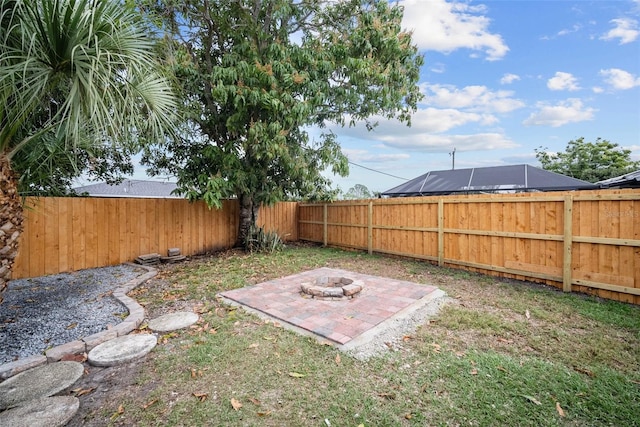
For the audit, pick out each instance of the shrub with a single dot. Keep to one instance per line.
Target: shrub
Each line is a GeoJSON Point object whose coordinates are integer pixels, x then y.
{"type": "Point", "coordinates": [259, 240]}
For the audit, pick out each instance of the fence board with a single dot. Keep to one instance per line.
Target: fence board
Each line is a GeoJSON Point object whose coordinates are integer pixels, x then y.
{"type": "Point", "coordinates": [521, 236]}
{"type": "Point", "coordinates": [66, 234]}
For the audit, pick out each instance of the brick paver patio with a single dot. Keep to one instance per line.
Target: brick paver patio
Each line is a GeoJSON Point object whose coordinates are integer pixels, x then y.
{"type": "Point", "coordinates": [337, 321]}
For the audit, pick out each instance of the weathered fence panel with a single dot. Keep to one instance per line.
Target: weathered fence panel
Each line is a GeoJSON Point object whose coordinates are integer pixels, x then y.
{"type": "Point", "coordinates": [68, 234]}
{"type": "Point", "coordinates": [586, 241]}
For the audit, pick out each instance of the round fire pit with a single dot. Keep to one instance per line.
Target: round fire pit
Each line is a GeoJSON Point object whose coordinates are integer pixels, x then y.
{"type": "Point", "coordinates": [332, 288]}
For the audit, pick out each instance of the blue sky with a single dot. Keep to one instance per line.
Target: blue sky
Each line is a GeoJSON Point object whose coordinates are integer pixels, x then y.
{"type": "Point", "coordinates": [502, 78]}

==

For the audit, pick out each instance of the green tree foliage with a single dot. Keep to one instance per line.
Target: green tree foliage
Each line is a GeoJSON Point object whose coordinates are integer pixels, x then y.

- [YOUR GOAL]
Display each line above that contains the word "audit". Treat uppercase and lowercase letters as different.

- [SOLUTION FOR THIS TASK]
For the audit, pick out each instance of the shrub with a single dot. Keep to one instance per line.
For the audit, pick out each instance of the fence board with a single dot. Keep to one instance per line.
For the audit, pick out each instance of the brick paver patio with a single dot. Keep to one instance per line.
For the audit, pick out each instance of the weathered fence panel with a single dot. Keep to one instance per line.
For the audit, pick out each instance of the round fire pit with a single dot. Keep to one instance per line.
For the audit, pick out each instance of the blue sky with a single dot. Keep to one instance per line.
For the audit, pick out each instance of the green tree foliage with a single dot. Keep to one instance per line.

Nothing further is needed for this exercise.